Job - Give back word for word the part of the listing that opens with its first line and closes with the line containing "point(228, 486)", including both of those lines.

Material for this exercise -

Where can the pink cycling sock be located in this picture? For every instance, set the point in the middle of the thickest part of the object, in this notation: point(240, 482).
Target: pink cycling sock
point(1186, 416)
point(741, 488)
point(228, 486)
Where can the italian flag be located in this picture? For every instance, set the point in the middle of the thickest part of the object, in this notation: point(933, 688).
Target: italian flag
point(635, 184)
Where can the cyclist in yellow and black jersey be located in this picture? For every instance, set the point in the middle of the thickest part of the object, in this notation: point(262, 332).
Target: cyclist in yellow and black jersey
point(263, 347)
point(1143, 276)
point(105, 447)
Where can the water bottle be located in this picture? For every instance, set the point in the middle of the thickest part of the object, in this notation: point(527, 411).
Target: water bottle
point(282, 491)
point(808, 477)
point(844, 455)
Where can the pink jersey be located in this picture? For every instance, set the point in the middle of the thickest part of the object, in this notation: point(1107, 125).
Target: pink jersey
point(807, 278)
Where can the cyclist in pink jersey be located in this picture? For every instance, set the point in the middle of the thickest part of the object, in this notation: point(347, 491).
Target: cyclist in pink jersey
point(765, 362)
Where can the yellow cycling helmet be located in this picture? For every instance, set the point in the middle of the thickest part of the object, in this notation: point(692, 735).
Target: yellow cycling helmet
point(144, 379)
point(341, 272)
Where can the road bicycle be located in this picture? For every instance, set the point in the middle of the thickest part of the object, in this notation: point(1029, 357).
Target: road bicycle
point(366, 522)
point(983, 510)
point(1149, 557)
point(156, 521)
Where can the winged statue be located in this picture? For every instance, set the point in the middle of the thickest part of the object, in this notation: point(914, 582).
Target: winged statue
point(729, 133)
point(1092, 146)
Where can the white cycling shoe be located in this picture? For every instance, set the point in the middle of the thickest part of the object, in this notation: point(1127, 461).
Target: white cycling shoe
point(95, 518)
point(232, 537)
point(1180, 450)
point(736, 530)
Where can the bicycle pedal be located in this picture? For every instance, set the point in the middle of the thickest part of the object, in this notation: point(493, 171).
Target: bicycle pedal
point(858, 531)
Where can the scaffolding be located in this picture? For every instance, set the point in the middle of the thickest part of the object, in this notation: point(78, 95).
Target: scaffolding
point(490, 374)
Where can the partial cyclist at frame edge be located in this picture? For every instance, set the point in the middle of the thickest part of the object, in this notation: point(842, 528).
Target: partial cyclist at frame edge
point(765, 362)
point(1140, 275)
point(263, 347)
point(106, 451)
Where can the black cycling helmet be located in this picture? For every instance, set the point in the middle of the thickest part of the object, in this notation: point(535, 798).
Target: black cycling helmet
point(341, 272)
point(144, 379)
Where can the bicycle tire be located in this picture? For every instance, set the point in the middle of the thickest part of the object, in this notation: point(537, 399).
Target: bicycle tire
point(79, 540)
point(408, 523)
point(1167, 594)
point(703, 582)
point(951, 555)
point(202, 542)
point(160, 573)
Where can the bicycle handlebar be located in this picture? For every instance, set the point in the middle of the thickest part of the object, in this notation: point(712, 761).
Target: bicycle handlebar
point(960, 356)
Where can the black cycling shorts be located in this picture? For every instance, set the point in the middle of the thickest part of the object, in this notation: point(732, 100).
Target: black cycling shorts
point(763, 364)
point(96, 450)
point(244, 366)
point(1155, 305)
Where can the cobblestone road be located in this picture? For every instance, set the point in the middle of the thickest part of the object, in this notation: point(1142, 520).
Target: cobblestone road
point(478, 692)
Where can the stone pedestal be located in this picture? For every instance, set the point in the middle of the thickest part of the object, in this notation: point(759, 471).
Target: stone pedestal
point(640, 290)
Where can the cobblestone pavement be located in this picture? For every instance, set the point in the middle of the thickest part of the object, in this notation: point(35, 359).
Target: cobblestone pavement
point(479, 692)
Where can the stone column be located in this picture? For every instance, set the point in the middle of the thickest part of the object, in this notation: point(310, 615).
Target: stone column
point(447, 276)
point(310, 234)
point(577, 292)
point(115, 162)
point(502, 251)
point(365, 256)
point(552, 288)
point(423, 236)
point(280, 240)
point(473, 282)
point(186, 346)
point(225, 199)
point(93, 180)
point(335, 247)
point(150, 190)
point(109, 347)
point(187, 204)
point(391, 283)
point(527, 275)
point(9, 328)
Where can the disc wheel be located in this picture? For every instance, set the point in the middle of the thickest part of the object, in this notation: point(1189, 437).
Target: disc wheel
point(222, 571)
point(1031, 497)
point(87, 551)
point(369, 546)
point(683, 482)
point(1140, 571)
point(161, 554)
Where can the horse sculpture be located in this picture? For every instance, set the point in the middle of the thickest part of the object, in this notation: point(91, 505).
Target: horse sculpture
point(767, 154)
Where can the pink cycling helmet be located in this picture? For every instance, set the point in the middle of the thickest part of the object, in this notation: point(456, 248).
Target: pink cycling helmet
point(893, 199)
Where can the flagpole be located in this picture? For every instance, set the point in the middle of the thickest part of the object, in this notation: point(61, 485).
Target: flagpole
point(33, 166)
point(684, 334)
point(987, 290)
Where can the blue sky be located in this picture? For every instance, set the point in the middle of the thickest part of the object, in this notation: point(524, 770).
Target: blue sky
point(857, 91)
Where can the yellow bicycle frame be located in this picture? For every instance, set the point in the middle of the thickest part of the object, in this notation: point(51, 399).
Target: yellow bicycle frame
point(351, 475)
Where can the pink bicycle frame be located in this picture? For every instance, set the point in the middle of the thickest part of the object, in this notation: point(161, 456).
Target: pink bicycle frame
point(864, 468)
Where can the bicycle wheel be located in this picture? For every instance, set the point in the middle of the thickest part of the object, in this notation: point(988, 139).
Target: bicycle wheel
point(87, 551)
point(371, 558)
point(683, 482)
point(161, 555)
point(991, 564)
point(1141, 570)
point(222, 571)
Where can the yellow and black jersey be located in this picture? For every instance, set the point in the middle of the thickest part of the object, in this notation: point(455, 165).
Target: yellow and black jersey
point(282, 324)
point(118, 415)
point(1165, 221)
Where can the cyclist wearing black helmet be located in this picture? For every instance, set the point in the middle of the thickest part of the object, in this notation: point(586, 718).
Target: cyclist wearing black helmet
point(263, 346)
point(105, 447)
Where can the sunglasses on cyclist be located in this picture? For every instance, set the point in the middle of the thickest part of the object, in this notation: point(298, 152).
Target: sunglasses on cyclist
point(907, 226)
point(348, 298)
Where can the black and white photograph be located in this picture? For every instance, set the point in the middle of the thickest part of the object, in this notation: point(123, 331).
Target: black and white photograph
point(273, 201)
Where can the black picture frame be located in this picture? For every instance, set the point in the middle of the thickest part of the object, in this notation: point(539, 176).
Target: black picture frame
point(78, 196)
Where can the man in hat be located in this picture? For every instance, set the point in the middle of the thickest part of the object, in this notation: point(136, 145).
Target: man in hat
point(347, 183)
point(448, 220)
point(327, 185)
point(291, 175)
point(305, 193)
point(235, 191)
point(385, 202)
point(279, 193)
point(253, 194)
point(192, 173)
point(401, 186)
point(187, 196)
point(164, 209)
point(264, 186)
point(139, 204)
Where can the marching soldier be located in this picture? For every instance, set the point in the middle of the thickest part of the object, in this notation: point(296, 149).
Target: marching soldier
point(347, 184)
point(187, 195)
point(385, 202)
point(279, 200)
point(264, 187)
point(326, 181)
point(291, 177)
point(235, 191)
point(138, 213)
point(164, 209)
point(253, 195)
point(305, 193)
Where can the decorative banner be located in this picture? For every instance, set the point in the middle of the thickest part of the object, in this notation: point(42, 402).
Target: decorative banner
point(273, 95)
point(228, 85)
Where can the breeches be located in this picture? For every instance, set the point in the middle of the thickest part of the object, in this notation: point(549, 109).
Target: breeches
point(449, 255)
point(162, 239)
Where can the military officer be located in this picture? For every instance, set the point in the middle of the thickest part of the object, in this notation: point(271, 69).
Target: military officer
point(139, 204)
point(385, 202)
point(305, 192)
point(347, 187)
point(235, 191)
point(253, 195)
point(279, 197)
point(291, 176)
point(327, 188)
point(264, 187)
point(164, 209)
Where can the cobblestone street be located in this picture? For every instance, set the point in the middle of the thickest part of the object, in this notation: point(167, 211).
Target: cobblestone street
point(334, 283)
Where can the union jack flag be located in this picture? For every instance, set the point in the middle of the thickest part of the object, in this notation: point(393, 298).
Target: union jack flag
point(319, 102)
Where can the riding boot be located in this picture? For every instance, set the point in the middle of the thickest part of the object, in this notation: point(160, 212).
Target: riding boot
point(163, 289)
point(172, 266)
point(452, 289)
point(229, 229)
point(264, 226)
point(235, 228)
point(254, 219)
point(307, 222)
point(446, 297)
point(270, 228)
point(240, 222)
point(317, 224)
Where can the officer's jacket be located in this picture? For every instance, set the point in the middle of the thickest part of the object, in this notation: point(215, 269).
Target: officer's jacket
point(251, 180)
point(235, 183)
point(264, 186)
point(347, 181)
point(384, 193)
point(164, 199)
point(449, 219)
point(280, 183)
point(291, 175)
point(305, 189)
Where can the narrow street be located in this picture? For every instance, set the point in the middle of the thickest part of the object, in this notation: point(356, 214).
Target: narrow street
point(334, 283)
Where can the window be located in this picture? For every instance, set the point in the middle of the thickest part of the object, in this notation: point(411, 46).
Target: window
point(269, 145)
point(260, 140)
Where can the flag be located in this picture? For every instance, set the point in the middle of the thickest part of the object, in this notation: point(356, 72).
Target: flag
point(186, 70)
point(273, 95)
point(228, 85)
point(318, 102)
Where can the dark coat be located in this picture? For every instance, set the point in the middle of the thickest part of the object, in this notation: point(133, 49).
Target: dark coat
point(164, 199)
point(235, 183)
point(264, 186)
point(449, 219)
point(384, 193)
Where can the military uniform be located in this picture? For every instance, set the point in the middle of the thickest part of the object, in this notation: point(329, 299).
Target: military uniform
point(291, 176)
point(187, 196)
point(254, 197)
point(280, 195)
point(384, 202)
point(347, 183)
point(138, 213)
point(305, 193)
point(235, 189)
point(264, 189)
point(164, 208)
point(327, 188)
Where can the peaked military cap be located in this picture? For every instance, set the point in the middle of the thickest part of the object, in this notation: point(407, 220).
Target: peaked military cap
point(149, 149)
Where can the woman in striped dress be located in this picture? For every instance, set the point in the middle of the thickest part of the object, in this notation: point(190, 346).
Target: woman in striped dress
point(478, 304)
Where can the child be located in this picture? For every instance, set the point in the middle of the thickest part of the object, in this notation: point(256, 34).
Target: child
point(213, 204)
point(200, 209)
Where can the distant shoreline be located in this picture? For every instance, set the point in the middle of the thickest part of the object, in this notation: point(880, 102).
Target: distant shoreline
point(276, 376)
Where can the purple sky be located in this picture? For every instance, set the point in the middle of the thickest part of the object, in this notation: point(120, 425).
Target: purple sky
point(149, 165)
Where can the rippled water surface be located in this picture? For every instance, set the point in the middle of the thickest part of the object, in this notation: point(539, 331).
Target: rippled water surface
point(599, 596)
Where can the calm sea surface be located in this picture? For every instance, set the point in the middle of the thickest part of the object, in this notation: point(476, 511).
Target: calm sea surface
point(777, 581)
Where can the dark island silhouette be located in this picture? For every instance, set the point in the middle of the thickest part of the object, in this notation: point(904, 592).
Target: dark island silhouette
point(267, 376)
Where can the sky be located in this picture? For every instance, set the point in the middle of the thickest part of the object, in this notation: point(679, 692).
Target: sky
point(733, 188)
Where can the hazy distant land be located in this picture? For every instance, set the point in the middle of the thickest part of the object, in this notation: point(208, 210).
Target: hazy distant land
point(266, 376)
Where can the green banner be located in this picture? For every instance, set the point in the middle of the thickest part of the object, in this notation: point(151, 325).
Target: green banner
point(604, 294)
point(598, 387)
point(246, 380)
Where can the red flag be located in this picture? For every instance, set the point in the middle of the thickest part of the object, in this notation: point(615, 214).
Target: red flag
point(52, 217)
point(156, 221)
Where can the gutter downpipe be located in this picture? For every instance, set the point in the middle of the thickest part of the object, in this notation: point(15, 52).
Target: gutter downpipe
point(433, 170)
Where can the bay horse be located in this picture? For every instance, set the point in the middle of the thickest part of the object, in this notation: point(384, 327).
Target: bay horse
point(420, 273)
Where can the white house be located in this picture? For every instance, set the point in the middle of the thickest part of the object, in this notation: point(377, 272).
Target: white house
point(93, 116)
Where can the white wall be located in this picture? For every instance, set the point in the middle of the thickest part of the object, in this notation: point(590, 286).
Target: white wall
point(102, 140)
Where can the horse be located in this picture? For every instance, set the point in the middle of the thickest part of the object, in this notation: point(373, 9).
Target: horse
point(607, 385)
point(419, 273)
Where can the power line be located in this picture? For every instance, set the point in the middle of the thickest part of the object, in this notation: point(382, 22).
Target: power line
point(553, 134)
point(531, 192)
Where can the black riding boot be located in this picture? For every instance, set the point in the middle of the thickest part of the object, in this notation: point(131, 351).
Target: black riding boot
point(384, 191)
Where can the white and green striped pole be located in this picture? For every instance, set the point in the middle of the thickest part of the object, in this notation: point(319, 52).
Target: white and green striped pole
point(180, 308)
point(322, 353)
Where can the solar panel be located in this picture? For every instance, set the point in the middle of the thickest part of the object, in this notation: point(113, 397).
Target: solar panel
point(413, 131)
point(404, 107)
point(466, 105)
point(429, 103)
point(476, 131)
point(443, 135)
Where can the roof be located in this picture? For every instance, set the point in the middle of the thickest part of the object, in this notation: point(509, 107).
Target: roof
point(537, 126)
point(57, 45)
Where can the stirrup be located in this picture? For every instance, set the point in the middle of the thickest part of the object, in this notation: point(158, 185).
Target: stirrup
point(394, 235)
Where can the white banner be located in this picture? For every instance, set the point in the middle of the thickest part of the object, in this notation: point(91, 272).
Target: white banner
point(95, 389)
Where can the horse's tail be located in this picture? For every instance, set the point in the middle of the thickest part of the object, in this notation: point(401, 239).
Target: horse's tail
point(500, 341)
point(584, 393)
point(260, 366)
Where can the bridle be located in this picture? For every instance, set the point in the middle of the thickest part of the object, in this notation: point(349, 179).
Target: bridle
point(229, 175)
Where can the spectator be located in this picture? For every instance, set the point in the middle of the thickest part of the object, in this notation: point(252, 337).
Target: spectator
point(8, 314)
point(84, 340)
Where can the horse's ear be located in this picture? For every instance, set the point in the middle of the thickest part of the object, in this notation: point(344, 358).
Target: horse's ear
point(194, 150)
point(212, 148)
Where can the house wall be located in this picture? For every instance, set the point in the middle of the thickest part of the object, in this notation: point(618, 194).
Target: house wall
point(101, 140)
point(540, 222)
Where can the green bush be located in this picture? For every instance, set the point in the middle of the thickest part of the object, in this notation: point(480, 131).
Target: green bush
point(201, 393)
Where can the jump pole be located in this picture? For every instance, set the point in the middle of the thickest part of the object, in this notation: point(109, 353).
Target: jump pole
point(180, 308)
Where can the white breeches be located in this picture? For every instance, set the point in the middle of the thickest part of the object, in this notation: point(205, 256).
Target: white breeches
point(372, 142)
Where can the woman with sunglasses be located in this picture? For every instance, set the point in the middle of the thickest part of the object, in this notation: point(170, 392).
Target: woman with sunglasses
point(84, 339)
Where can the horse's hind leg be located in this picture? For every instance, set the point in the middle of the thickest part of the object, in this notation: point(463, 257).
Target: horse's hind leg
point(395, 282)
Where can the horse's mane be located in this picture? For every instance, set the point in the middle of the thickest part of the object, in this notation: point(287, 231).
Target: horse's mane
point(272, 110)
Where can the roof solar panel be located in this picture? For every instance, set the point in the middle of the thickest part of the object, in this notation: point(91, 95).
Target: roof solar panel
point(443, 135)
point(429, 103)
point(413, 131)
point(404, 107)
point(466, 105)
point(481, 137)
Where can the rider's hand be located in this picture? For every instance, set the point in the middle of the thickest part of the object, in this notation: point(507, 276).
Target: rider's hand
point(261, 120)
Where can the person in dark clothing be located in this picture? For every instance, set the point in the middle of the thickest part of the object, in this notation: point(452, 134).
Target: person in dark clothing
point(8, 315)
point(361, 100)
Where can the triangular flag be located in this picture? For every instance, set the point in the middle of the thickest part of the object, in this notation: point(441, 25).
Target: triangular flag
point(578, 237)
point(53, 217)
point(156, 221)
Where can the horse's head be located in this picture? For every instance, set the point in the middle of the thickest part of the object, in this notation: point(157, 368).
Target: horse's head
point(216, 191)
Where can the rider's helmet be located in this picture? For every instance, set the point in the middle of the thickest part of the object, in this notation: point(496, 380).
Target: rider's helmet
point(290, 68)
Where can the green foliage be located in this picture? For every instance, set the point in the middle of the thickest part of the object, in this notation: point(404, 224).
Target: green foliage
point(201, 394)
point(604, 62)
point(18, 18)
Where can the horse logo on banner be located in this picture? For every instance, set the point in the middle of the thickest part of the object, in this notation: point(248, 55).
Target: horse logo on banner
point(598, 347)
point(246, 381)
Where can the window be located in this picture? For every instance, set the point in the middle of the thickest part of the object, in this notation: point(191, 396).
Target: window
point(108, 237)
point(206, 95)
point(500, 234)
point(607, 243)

Solution to this exercise -
Where can the pink cycling sock be located in this picture? For every instance, set the point in the middle of the thickest part of the object, in this notation: point(240, 482).
Target: pink cycling sock
point(1186, 416)
point(741, 488)
point(228, 486)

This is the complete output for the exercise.